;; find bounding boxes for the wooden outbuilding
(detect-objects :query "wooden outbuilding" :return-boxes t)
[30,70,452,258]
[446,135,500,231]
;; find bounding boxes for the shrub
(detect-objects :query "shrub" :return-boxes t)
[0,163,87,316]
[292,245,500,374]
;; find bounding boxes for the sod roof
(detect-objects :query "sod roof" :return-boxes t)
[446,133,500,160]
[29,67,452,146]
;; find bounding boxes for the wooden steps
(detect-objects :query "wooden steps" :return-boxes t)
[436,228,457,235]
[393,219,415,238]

+-------+

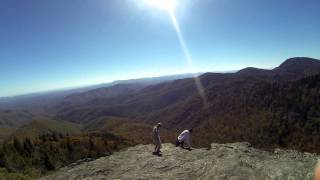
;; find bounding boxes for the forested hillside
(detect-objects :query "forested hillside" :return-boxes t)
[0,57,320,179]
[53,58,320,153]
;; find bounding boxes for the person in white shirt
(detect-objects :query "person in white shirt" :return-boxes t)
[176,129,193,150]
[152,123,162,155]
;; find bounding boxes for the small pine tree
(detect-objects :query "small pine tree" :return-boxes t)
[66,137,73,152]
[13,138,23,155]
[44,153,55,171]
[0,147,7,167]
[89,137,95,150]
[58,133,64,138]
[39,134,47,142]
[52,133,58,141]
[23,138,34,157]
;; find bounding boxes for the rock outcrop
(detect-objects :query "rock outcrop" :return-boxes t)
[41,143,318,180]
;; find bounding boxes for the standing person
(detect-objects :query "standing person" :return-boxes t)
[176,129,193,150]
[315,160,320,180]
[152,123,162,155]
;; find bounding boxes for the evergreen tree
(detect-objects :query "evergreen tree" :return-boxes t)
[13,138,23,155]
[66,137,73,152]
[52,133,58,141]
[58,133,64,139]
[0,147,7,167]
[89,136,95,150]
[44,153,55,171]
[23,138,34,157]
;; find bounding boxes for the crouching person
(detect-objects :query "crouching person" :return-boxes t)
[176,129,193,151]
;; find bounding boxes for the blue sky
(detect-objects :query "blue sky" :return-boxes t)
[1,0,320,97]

+-------+

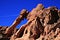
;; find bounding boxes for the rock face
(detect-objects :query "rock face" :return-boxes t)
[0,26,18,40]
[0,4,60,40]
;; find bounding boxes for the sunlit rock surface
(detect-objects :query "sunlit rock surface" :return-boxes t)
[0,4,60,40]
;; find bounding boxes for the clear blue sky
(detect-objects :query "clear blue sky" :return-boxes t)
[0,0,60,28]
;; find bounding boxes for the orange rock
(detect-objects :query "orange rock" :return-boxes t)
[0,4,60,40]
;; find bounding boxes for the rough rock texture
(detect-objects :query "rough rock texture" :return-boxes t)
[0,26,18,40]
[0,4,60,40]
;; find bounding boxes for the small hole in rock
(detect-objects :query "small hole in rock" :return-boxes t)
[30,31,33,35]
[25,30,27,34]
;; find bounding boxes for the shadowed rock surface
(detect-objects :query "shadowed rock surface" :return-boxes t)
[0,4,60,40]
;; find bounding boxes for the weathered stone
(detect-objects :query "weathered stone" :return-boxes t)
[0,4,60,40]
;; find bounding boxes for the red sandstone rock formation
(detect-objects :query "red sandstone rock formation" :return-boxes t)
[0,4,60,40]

+-------+

> WHAT TO WORK ON:
All that belongs in your answer is the stretch of entries above from the line with "the rough rock texture" through the line with "the shadowed rock surface", printed exactly.

> WRITTEN SOLUTION:
;; find bounding boxes for the rough rock texture
(detect-objects :query "rough rock texture" :return-boxes t)
[0,26,18,40]
[0,4,60,40]
;; find bounding boxes for the small hole in rock
(detect-objects :query "small hole in rock" :return-boxes t)
[30,31,33,35]
[25,30,27,34]
;; find bounding boxes for the shadowed rock surface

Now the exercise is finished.